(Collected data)

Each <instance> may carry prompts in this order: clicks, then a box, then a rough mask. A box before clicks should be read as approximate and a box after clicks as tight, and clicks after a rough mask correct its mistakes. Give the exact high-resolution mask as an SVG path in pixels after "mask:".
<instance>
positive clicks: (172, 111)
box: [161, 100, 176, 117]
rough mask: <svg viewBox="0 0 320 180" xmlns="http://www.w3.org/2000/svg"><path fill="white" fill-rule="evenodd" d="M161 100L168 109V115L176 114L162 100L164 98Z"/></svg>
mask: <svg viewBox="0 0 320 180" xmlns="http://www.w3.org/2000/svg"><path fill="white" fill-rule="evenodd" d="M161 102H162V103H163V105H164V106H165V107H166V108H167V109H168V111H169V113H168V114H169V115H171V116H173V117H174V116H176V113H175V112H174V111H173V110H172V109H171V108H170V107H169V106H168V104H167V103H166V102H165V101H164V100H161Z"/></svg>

* **DIRECTIONS**: Show every line in the records above that contains the word "instance".

* **OUTPUT OF THE TASK**:
Each <instance> may carry prompts in this order: clicks, then a box, then a rough mask. A box before clicks should be read as approximate and a box after clicks as tight, and clicks after a rough mask correct its mistakes. Give the exact high-resolution mask as an SVG path in pixels after "mask:".
<instance>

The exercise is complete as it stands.